# [Exercise task a]
In the records, swap "forested hillside" for "wooded hillside" in the lines from the line with "#detect grassy clearing" to the line with "top-left (172, 107), bottom-right (222, 172)", and return only those lines with everything else left as it is.

In order to characterize the effect of external factors on the chemical immobilization of AuNPs onto the tip of OFs, the temporal evolution of the LSPR signal was measured under various conditions: different temperatures, different AuNPs concentration and different fiber core diameters.
Optical fibers were functionalized with a SAM of (3-Aminopropyl)triethoxysilane (APTES) so that their glass surface presented amino groups that interacted with the colloidal AuNPs (40 nm in diameter) in suspension while the plasmonic signal was monitored in real time (Fig. 2a). In order to obtain this signal, white light from a LED was used to excite the AuNPs that were being immobilized on the tip of the OF. The light that travelled back to the spectrometer was processed and expressed as Sp, the result of a logarithmic expression that comprises all the changes in light due to the presence of the AuNPs on the fiber (Eq. 1).
Effect of temperature, AuNPs concentration and optical fiber core size on the LSPR signal of OF-LSPR sensors. (a) Temporal evolution of the LSPR signal of one 105MMF immersed in stock concentration of AuNPs at room temperature (22 °C). (b) Sp maximum values for 105MMFs at different temperatures (5, 25, and 50 °C) measured every minute during 14 min after immersion in AuNPs. (c) Sp maximum values achieved at 22 °C and fiber core diameter of 105 μm, with different AuNPs concentrations, measured every minute during 14 min after immersion in AuNPs. (d) Sp maximum values for optical fibers with different core diameters (2.5, 50 and 105 μm), where AuNPs were chemically immobilized up to 10 min. Error bars correspond to the standard deviation of the measurements in three different optical fibers (n = 3).
In Eq. (1), S is the spectrum recorded when AuNPs are immobilized, R is the obtained spectrum when there are no AuNPs onto the optical fiber facet and D is the spectrum recorded when the LED is switched off. Sp values were expressed in arbitrary units (a.u.).
Regarding the effect of the different parameters, firstly, three different fibers (three multimode fibers with a 105 µm core diameter, 105MMF) were immersed in AuNPs (at stock concentration) while submitted to three different environmental temperatures: 5, 25, and 50 °C (Fig. 2b). Parallel to these experiments, another set of fibers were exposed to different concentrations of AuNPs: the stock one (3 × 1010 particles·mL−1), 1/2 the stock concentration, and 1/4 of the stock concentration; at constant room temperature (22 °C) (Fig. 2c). A third group of experiments consisted in using MMFs of different core sizes—105 and 50 µm—and single mode fibers with a core of 2.5 µm to be immersed in the stock concentration of AuNPs at constant room temperature (Fig. 2d). The impact of these three variables was evaluated on the AuNPs immobilization and their LSPR spectra through the maximum values of Sp, measured each minute during 10–14 min.

# [Exercise task b]
Carry on the account of gold nanoparticle immobilization on optical fiber tips from the point where it stops.

# [Supplied material]
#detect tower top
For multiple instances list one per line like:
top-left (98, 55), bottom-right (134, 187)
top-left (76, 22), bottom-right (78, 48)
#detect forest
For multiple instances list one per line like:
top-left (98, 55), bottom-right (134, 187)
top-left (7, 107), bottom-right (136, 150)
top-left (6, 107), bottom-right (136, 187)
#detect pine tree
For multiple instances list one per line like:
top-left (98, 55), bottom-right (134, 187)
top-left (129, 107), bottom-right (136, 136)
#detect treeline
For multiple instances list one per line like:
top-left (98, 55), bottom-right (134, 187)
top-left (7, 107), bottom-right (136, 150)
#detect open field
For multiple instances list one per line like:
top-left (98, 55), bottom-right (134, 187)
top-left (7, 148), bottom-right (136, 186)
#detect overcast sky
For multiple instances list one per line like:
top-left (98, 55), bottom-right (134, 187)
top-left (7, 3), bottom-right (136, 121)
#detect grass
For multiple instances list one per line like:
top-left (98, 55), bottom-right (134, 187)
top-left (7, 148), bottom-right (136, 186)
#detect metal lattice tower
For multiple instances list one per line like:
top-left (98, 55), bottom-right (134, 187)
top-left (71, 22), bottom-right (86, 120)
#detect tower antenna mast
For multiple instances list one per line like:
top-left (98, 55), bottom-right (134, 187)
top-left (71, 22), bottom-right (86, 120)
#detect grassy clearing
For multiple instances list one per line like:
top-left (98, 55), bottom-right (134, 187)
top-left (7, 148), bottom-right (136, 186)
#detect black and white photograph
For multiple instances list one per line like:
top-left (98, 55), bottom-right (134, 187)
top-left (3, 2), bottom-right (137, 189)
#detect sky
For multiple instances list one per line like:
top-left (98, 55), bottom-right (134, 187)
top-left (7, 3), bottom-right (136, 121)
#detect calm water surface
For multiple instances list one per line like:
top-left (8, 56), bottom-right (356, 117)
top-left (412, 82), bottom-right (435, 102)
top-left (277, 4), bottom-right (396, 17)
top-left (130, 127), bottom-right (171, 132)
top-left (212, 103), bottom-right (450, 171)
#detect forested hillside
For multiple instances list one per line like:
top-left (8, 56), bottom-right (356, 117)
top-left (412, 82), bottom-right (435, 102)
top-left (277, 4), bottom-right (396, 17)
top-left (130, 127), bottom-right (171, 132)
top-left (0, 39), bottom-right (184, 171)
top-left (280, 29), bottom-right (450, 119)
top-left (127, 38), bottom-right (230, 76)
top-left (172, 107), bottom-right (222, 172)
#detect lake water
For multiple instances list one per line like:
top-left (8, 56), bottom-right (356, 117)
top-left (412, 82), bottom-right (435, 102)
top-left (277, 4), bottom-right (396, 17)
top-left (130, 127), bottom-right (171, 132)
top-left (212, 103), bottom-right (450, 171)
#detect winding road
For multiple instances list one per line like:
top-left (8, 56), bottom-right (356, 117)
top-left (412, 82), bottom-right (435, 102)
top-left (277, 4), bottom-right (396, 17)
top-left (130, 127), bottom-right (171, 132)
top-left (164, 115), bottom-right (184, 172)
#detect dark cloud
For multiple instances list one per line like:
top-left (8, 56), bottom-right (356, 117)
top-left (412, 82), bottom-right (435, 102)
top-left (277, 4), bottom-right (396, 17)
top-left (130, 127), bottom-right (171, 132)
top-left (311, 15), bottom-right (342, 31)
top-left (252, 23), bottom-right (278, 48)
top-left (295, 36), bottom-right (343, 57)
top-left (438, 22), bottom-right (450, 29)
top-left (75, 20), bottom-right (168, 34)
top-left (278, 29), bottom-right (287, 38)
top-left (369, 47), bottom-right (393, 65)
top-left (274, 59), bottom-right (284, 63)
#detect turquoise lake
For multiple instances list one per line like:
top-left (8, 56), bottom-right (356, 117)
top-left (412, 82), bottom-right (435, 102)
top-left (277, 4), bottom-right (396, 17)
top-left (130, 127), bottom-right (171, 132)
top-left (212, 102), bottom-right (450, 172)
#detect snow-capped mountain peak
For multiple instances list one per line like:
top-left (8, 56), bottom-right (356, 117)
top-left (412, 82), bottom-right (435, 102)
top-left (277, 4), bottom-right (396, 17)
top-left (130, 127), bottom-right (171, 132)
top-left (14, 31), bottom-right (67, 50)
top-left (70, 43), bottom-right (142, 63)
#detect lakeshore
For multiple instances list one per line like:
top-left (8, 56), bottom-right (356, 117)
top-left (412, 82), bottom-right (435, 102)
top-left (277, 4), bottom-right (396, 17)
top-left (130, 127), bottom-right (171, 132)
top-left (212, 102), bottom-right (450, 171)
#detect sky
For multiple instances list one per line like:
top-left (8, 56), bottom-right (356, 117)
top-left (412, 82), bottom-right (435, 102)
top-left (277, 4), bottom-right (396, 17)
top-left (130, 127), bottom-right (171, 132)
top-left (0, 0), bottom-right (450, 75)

# [Result a]
#detect grassy clearing
For multiple instances list one per line like:
top-left (98, 55), bottom-right (134, 187)
top-left (7, 148), bottom-right (136, 186)
#detect black and white photograph
For multiple instances list one per line like:
top-left (98, 55), bottom-right (134, 187)
top-left (3, 2), bottom-right (137, 189)
#detect sky
For multiple instances list one per line like:
top-left (98, 55), bottom-right (134, 187)
top-left (7, 3), bottom-right (136, 121)
#detect calm water surface
For multiple instances list one per line like:
top-left (8, 56), bottom-right (356, 117)
top-left (412, 82), bottom-right (435, 102)
top-left (277, 4), bottom-right (396, 17)
top-left (130, 127), bottom-right (171, 132)
top-left (212, 103), bottom-right (450, 171)
#detect wooded hillside
For multiple instances list one per line like:
top-left (8, 56), bottom-right (356, 117)
top-left (412, 82), bottom-right (435, 102)
top-left (277, 4), bottom-right (396, 17)
top-left (130, 127), bottom-right (171, 132)
top-left (0, 39), bottom-right (184, 171)
top-left (280, 29), bottom-right (450, 119)
top-left (127, 38), bottom-right (230, 76)
top-left (172, 107), bottom-right (222, 172)

# [Result b]
Figure 2a shows an example of the general temporal evolution of the resonance signal observed in every case, which follows a distinct tendency. At shorter times, the maximum value of Sp increased linearly; when the fiber was immersed for longer times, this value reached a plateau, which was maintained for a couple of minutes, and then it started diminishing. A red shift of the LSPR spectrum was also observed (Fig. 2a). However, the time it took for the maximum Sp value to get to the plateau depended on the combination of the tested parameters.
The chemical factors—temperature and AuNPs concentration—showed the expected effect of accelerating the reaction. When the temperature rises, a faster kinetic is expected, by increasing the interactions between the AuNPs and the end face of the optical fibers resulting in a faster immobilization, hence reaching the saturation point faster at higher temperatures. More AuNPs in the same volume (higher concentrations) had the same result. Regarding the probe fabrication with fibers of different core sizes, the smaller the core diameter, the faster the signal saturation was reached and the lower the achieved maximum Sp. This does not mean that the speed of immobilization varied, but rather that, as the fiber core was smaller, so was the area to be covered by AuNPs; thus, the surface got saturated earlier and the number of AuNPs that contributed to the total LSPR resonance was lower. Therefore, wider fiber cores render a broader dynamic range to fabricate OF-LSPR probes to be used for sensing. Moreover, fibers with a bigger core size provide a higher binding capacity, which can improve the sensitivity of the sensor when used for biosensing through the measurement of target-binding induced changes on the Sp maximum value.
These results highlight the importance of a proper design protocol before developing an OF-LSPR sensor. For the following experiments, constant conditions of temperature (22 °C), AuNPs suspension concentration (stock, 3 × 1010 particles·mL−1) and optical fiber core size (105 µm MMF) were employed.
Once the effect of the external conditions on the LSPR spectrum was defined, the AuNPs immobilization on the optical fiber was analyzed by SEM imaging in order to obtain the relation between the number and aggregation of the nanoparticles and their LSPR signal.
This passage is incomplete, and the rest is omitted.